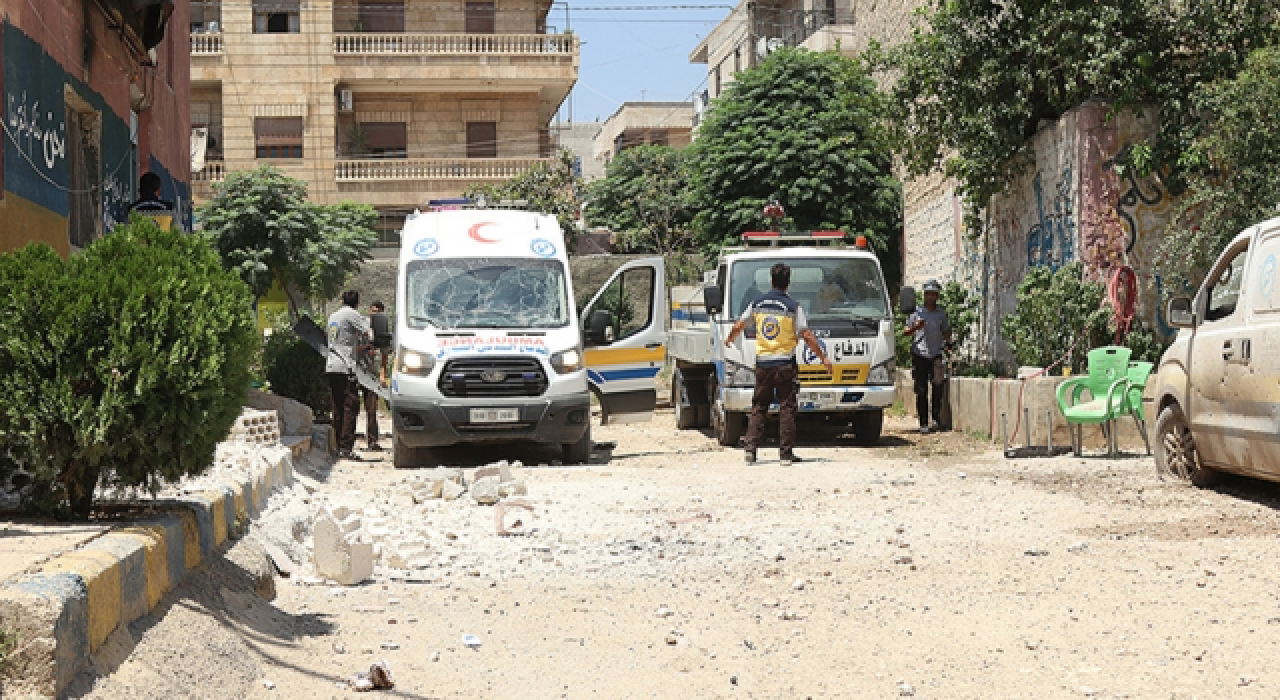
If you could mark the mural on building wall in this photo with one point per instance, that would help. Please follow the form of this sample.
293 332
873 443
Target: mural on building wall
1124 215
39 140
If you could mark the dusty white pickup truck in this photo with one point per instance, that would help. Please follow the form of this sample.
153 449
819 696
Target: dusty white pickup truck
1217 392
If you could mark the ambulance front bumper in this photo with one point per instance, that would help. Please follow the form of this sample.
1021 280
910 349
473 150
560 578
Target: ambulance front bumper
818 399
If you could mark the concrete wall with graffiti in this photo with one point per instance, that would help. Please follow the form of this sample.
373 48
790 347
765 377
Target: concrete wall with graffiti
1070 206
83 115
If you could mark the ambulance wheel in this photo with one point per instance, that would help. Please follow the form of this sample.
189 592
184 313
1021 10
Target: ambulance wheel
579 452
686 415
728 426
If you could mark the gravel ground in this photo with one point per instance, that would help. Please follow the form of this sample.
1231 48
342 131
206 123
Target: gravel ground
927 567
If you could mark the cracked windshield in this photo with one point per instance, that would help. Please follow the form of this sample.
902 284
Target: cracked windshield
827 289
487 292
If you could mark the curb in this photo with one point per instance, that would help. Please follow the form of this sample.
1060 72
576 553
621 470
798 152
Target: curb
64 613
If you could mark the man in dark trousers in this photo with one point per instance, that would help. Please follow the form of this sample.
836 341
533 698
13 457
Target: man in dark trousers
780 324
347 332
370 398
150 204
929 330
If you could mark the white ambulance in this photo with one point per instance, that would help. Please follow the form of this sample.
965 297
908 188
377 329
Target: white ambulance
488 341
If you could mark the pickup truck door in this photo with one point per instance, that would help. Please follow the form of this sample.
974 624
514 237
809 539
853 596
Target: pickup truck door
621 370
1260 392
1220 357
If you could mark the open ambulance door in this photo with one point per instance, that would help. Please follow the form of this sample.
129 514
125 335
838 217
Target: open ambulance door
625 335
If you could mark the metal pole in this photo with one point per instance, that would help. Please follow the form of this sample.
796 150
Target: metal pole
1027 419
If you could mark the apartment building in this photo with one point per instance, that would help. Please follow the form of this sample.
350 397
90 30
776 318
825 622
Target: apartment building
96 94
388 103
644 123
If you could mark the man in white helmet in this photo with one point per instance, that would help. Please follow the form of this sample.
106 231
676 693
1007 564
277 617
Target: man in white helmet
929 330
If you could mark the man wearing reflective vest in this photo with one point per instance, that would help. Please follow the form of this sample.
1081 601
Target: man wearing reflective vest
780 324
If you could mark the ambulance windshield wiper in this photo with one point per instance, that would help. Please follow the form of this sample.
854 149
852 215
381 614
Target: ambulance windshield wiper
425 320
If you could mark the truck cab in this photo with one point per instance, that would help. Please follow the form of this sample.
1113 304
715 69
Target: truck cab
842 292
1217 388
489 346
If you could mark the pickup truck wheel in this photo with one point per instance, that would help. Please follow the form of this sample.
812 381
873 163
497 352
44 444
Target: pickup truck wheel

» Brief:
Output every record above verbatim, excluding images.

» Exercise result:
If you could mark the mural on building wall in this photo with one point per instance, that would help. Please follow the form of this sample.
293 332
873 443
Target: mural on building wall
1124 215
39 140
If you could mark the dusty white pickup truck in this photo with one point per instance, that would help. Please follow the form of this sample.
153 449
819 696
Target: dusty white pickup truck
1217 392
If you could mark the ambulance front bumper in this photo with one point per instance, that would help. Please follow the form of this sample.
1021 280
910 349
473 150
560 578
Target: ambulance front bumper
818 399
If you could mark the concrete wall with graffiti in this photo with one point per instance, that would help. Please follow the form of this sample.
373 48
790 347
765 377
Target: concrete wall with graffiti
1070 206
83 115
If you could mark the ambulance wheel in this photo with one point per instance, that would help. Please follow the form of this sample.
189 592
184 313
1021 10
Target: ambulance wheel
579 452
686 415
728 426
If you could mark the gravel ground in this photo with one point per instance, that would help. Please follow the form of this sample.
1231 48
342 131
206 123
Target: gravel ground
927 567
If you could mark the cracked windshield in this photo with one point per instance, that would help. Please follow the form of this sample.
902 284
Target: cracked windshield
827 289
487 292
If you could mark the curb in this photo with one point per instance, that would help. Please follow the form of this sample.
1060 72
576 553
621 470
798 152
Target: curb
64 613
If you could mark the man in dark trousers in this photo with one point per instance, that would help. Please follow the form of this sample.
836 341
533 698
13 457
Target: man in dark trousers
780 324
347 332
370 398
150 204
929 330
If you could mark the white ambulance in this photo with one point per instance, that would help. Please follow the form of this sample.
965 297
908 188
377 329
Target: white ambulance
488 341
If you could mark the pickup truck door in this photo with one point per instance, that would help. Please follow the form of this sample.
974 624
514 237
809 539
853 596
Target: pickup truck door
621 370
1260 392
1220 357
If you could mark the open ambulance door in this photo with one point per instance, that would help. Please follow the form of this sample.
129 514
125 335
838 217
Target: open ambulance door
625 335
If you could mark the metal pole in this photo with one point per instance, that would help. Please follow the form of this sample.
796 150
Target: metal pole
1027 419
If you could mark the apartment building in this photo with one point per instance, that would help. Please follow the form of this sample.
350 397
90 30
776 318
825 622
Target: apartment building
96 94
388 103
644 123
If you could mark the man in white helmet in this photo with one point per instance, that would help. Please follow the form of this sample.
106 231
676 693
1007 564
277 617
Target: man in white helmet
929 330
If you could mark the man wearing reflective vest in this photo with one point per instance, that would help. Please follow the form of this sample.
1081 601
Target: man wearing reflective vest
780 324
If you could mark the ambulance windshield wiper in this photo with one point per instance, that would help. Please follow the form of this sample.
854 149
852 215
381 614
Target: ambulance windshield wiper
425 320
If you could mark the truck cab in this photo with one point per instance, that would help. Please follow the form of this sample.
1113 304
715 69
Target: truck cab
842 292
1217 388
489 346
If you could mark the pickup truck wheel in this photo with one point per instance, that would help. Please follow the form of this sample.
812 381
873 163
497 352
44 444
Target: pickup truck wheel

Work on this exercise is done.